*** DATA FOR THE TASK Section Begins ***

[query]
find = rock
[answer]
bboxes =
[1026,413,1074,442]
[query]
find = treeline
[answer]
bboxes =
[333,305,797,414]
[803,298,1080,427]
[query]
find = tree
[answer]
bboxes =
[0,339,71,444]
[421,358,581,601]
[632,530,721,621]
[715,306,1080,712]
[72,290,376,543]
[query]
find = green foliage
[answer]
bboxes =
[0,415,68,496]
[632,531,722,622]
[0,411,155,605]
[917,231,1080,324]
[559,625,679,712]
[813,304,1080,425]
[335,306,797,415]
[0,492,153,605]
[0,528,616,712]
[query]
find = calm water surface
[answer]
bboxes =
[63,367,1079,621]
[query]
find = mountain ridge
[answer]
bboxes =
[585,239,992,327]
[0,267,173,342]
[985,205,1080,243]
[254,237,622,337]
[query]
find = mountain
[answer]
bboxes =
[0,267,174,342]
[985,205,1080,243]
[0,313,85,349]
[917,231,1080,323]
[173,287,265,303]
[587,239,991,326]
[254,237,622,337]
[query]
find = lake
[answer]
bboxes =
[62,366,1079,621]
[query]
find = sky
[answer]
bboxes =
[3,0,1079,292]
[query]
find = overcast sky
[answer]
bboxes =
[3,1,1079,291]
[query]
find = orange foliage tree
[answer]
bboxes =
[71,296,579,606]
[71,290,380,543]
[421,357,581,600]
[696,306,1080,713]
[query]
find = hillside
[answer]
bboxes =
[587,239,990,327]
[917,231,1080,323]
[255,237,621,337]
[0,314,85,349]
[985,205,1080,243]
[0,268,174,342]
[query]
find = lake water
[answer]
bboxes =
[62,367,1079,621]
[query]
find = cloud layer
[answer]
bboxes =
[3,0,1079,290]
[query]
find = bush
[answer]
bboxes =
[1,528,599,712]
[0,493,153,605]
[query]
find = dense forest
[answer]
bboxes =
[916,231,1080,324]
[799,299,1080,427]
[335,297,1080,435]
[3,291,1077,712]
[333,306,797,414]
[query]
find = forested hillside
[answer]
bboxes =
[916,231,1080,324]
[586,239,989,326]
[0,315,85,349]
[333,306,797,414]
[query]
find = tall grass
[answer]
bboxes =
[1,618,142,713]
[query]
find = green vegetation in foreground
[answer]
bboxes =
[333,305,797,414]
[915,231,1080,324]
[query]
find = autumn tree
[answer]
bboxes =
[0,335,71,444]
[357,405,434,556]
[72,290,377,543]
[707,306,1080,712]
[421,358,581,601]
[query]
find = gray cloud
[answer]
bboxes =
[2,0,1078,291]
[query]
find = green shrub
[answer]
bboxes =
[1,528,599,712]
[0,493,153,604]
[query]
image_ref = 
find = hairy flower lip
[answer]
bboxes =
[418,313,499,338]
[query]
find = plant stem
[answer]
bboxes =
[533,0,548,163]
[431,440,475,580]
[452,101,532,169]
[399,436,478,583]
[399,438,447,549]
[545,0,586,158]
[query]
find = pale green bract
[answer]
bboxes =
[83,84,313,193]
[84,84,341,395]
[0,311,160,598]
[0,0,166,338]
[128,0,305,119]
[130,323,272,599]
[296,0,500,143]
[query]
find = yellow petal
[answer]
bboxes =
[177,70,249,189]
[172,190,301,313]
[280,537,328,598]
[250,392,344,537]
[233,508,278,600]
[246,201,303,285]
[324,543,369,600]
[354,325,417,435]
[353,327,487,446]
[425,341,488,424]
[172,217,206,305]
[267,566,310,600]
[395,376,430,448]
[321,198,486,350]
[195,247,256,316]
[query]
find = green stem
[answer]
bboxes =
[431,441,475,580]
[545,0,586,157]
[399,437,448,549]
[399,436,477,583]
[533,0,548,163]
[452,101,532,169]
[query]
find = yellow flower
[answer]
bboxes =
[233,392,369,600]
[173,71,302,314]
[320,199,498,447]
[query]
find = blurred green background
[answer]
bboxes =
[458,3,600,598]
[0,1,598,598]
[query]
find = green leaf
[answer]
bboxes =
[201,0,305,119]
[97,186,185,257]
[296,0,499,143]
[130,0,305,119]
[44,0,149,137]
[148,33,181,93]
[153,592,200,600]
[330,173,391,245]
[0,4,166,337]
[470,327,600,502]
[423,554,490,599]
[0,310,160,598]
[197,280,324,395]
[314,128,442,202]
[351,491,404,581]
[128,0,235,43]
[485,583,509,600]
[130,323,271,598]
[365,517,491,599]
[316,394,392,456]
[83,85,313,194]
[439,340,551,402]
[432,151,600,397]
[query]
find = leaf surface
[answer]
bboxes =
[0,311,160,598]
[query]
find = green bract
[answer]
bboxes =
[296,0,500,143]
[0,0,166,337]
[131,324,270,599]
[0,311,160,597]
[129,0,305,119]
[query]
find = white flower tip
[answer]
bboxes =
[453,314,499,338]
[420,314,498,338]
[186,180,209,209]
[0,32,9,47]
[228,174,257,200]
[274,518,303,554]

*** DATA FOR THE TASK Section Ends ***
*** DATA FOR THE TASK Section Begins ***

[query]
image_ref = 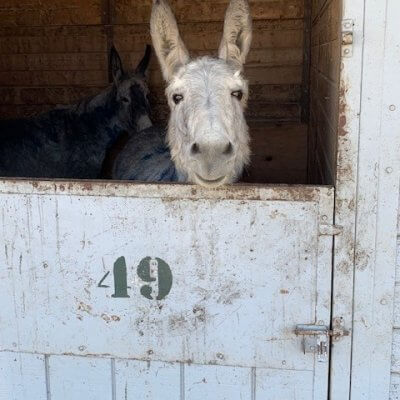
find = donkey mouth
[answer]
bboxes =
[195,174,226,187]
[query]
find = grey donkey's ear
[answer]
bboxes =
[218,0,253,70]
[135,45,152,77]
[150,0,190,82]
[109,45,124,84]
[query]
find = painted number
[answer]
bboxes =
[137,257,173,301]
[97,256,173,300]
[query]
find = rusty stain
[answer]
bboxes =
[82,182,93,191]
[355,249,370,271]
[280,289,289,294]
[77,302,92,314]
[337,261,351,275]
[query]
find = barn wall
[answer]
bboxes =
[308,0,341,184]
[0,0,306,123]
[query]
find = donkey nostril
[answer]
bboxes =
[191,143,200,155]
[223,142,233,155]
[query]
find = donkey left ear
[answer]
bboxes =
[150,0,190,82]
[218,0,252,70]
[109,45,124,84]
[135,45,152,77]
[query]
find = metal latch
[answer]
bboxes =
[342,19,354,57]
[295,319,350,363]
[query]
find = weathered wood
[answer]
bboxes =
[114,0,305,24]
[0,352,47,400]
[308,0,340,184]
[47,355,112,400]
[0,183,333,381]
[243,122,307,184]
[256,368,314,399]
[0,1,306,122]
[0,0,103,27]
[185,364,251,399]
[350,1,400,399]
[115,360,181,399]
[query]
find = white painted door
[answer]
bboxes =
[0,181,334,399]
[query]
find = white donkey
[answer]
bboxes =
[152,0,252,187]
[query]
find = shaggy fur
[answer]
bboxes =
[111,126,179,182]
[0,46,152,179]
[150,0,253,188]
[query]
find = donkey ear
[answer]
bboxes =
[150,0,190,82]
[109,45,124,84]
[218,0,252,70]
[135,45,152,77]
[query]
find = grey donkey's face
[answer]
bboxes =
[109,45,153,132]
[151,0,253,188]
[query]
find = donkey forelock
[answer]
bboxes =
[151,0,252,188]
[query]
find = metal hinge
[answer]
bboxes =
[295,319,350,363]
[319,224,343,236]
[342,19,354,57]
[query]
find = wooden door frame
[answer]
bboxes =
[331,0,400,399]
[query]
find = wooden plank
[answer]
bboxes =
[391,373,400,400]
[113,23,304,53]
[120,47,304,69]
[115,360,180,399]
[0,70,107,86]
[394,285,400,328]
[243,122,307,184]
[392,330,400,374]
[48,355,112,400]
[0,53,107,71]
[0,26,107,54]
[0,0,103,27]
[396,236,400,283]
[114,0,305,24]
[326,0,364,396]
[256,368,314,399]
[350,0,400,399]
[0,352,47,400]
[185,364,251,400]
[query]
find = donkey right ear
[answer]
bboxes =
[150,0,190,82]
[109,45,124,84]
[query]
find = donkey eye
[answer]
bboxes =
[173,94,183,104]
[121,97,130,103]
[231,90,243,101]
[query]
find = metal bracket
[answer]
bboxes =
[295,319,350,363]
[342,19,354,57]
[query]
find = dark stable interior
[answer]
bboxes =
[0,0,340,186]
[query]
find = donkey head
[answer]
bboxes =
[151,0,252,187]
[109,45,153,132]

*** DATA FOR THE TASK Section Ends ***

WHAT TO DO: Go over the listing above and copy out each line that includes "bract".

ANSWER TO THIS PROBLEM:
find = pale green bract
find = green bract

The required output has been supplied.